**WHAT TO PRODUCE:**
Format the items below as a JSON list of strings, with one string per line and no blank lines.

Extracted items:
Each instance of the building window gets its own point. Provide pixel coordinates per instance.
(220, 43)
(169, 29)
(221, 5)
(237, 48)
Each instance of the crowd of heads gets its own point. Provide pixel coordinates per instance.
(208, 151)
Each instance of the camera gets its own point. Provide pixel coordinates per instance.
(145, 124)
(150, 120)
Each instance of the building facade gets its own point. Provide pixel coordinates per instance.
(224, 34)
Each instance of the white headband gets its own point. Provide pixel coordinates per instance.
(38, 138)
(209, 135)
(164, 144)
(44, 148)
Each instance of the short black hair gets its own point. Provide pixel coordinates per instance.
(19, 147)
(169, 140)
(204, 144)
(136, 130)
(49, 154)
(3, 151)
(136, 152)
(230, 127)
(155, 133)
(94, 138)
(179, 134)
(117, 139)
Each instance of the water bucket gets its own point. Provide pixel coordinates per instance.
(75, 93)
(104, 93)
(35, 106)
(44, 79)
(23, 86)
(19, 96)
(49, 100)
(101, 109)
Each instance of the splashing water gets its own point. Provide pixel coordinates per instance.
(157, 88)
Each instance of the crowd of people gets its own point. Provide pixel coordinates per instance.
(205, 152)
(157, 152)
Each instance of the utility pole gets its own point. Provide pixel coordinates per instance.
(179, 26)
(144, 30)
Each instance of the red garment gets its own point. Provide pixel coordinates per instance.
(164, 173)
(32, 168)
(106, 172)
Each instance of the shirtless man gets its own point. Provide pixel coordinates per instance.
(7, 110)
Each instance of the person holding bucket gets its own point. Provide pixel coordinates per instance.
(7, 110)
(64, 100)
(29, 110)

**SOLUTION:**
[
  "Each instance of the building window gets its own point. Provide pixel coordinates per instance.",
  "(220, 43)",
  "(169, 29)",
  "(221, 5)",
  "(237, 48)",
  "Each instance of the crowd of heads gets its own point. Provide pixel coordinates per instance.",
  "(208, 151)",
  "Each instance of the camera gets its own point. Provide pixel coordinates per instance.",
  "(145, 124)",
  "(150, 120)",
  "Each instance of the building facade gets its own point. Provide pixel coordinates per instance.",
  "(224, 34)",
  "Each instance of the white headband gets its own point. Provide pixel coordinates per instance.",
  "(38, 138)",
  "(209, 135)",
  "(164, 144)",
  "(44, 148)",
  "Each instance of the short black hair gets its own point. Provide pixel coordinates per instance.",
  "(19, 147)",
  "(169, 140)",
  "(204, 144)",
  "(136, 130)",
  "(49, 154)",
  "(3, 151)",
  "(136, 152)",
  "(230, 127)",
  "(155, 133)",
  "(94, 138)",
  "(179, 134)",
  "(117, 139)",
  "Each instance of the water bucket gets its own point. Provide pixel coordinates per instance.",
  "(75, 93)",
  "(104, 93)",
  "(35, 106)",
  "(44, 79)",
  "(23, 86)",
  "(19, 96)",
  "(49, 100)",
  "(101, 109)",
  "Each instance of the splashing water gets its own point. Provide pixel coordinates per instance.",
  "(157, 88)",
  "Each instance of the crowd of people gets its own point. Provide pixel coordinates per instance.",
  "(205, 152)",
  "(157, 152)",
  "Each instance of the utility pole gets its own point. Provide pixel coordinates per instance.",
  "(179, 26)",
  "(144, 30)",
  "Each instance of the red garment gets its own point. Provide pixel coordinates per instance.",
  "(164, 173)",
  "(32, 168)",
  "(106, 172)",
  "Each instance of the shirtless man gets its own point. Provide pixel coordinates per instance.",
  "(7, 110)",
  "Each instance of the person holding bucket gets its own point. Provide pixel coordinates per instance.",
  "(7, 110)",
  "(64, 100)",
  "(29, 110)"
]